──────── The data ────────

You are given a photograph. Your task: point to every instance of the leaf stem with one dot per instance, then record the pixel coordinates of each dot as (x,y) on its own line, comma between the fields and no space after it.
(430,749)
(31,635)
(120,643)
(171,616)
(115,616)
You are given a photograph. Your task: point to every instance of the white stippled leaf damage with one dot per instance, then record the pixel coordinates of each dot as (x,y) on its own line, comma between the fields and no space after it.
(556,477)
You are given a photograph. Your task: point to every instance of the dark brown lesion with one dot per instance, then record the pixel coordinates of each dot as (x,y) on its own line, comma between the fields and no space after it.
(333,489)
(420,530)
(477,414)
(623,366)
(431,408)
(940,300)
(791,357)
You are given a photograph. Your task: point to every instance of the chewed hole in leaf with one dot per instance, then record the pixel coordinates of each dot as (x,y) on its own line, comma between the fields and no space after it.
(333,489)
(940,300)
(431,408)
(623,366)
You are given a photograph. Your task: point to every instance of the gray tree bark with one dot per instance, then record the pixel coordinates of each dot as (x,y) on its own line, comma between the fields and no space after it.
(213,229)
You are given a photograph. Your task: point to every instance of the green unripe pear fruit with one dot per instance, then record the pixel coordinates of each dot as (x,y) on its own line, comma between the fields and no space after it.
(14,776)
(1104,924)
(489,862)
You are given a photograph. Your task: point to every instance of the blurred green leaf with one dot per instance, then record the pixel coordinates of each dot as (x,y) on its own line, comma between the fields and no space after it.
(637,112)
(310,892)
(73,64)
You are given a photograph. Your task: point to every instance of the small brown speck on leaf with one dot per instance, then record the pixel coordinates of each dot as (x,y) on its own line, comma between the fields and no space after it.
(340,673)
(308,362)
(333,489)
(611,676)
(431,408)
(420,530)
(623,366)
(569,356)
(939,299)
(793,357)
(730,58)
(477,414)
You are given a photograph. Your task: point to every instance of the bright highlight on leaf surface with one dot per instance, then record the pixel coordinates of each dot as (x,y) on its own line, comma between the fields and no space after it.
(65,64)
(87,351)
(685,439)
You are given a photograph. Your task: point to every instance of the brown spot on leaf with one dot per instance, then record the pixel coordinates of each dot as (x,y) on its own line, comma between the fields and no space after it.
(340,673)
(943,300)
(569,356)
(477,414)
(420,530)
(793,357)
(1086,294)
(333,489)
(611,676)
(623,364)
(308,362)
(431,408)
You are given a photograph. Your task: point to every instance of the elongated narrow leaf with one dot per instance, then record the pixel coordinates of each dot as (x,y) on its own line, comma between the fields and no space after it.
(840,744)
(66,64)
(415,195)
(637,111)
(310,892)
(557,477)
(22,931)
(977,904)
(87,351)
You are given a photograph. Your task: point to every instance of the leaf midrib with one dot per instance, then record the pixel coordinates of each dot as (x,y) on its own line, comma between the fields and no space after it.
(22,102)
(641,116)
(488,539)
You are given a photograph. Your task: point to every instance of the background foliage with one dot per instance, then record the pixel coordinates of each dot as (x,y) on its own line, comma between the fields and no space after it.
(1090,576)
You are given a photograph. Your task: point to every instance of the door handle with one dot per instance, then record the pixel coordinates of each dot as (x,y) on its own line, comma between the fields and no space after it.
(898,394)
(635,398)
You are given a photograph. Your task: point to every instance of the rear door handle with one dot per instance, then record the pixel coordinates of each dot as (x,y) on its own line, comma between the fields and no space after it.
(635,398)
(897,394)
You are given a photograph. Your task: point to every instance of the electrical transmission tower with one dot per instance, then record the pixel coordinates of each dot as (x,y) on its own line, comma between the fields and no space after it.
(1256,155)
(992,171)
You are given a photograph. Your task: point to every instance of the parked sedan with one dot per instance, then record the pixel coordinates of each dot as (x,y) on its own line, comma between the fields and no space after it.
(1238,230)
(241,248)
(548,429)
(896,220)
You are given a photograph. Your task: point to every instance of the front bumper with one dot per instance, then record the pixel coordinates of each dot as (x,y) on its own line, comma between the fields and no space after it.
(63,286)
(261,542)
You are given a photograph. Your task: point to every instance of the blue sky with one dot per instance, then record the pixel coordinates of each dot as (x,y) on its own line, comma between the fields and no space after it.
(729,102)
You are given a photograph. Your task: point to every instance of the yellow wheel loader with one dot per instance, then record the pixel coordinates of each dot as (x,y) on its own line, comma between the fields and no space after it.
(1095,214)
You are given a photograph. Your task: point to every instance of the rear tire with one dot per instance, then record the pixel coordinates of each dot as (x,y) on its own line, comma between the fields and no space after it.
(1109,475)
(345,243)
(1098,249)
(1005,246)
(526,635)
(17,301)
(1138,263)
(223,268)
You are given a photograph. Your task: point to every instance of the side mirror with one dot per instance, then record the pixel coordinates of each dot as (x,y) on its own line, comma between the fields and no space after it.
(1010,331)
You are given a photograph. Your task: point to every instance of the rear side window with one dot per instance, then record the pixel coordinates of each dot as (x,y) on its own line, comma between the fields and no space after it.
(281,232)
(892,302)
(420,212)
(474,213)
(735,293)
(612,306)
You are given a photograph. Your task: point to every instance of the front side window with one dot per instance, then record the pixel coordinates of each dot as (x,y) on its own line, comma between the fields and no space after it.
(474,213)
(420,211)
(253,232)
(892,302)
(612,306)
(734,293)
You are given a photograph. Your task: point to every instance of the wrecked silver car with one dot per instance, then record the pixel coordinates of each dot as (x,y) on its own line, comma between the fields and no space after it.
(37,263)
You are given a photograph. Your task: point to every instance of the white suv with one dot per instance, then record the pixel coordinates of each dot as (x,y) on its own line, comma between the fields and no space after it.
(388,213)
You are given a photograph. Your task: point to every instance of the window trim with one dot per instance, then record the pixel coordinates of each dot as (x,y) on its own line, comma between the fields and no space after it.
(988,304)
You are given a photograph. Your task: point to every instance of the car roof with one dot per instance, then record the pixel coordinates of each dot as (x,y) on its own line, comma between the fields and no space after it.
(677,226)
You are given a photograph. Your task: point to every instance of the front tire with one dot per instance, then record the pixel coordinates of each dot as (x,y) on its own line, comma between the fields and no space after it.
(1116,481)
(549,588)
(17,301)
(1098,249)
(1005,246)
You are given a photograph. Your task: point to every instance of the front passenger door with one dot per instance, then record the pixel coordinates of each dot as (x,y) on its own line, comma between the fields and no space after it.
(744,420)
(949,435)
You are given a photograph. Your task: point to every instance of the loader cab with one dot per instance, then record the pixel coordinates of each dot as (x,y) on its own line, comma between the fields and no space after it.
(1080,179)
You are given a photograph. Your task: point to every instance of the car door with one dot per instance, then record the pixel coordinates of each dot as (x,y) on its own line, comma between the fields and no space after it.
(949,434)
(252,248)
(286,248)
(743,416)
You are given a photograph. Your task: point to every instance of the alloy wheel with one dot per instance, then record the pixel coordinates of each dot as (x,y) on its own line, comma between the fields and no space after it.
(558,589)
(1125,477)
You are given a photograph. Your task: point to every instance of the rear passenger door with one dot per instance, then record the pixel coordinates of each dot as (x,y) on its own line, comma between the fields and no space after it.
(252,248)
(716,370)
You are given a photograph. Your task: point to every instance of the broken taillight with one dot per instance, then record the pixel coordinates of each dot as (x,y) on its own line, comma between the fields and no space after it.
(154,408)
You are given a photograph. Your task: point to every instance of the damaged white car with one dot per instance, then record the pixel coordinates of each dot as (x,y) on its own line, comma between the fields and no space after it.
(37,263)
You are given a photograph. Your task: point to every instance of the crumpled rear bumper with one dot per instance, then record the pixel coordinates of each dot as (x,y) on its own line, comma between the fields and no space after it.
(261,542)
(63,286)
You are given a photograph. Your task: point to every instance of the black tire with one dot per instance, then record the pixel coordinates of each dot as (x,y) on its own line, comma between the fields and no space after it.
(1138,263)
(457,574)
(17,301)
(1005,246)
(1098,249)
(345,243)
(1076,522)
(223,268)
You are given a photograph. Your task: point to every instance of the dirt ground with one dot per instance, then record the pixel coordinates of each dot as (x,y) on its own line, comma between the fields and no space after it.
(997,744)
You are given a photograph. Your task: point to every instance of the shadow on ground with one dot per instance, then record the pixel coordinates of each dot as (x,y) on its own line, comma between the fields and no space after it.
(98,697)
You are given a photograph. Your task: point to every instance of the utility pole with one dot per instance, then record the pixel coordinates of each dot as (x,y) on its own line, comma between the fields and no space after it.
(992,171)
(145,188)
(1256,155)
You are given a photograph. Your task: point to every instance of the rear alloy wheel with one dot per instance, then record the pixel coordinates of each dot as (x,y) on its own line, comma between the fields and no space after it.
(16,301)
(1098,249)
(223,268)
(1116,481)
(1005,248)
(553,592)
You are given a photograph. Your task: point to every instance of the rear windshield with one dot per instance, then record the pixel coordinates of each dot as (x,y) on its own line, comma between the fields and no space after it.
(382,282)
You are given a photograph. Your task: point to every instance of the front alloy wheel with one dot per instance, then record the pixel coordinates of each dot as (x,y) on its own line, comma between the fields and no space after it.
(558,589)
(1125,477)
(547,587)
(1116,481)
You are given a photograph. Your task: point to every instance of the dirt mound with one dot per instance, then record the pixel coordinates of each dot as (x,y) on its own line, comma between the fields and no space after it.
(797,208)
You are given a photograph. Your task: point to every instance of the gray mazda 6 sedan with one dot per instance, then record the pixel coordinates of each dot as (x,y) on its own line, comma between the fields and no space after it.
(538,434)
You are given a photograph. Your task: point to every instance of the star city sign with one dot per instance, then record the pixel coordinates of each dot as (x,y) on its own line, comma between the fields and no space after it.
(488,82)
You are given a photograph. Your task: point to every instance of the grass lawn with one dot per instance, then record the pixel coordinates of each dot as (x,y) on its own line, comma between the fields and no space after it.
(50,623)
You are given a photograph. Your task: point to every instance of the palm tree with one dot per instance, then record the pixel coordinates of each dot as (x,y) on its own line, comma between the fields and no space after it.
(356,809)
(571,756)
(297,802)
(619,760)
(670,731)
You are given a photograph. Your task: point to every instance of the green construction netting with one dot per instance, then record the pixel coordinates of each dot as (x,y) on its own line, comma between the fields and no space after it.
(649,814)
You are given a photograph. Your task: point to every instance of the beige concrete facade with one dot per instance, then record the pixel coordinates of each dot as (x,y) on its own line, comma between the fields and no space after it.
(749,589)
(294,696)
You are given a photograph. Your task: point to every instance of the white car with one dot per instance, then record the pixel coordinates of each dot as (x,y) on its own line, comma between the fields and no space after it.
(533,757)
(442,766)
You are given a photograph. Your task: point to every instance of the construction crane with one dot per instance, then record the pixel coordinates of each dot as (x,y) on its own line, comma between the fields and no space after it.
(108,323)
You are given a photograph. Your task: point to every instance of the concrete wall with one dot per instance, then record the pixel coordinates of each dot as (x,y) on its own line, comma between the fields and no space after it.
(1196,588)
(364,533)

────────

Please set down, with no changes, the line that contains "of the concrete" and all the lines after it until the entries end; write nothing besides them.

#### [Task response]
You are given a photograph. Your task: point to every instance of the concrete wall with one dot per instance, then record the pixel coordinates of each dot as (x,y) on its own line, comma between the fields and no space after it.
(1196,588)
(364,533)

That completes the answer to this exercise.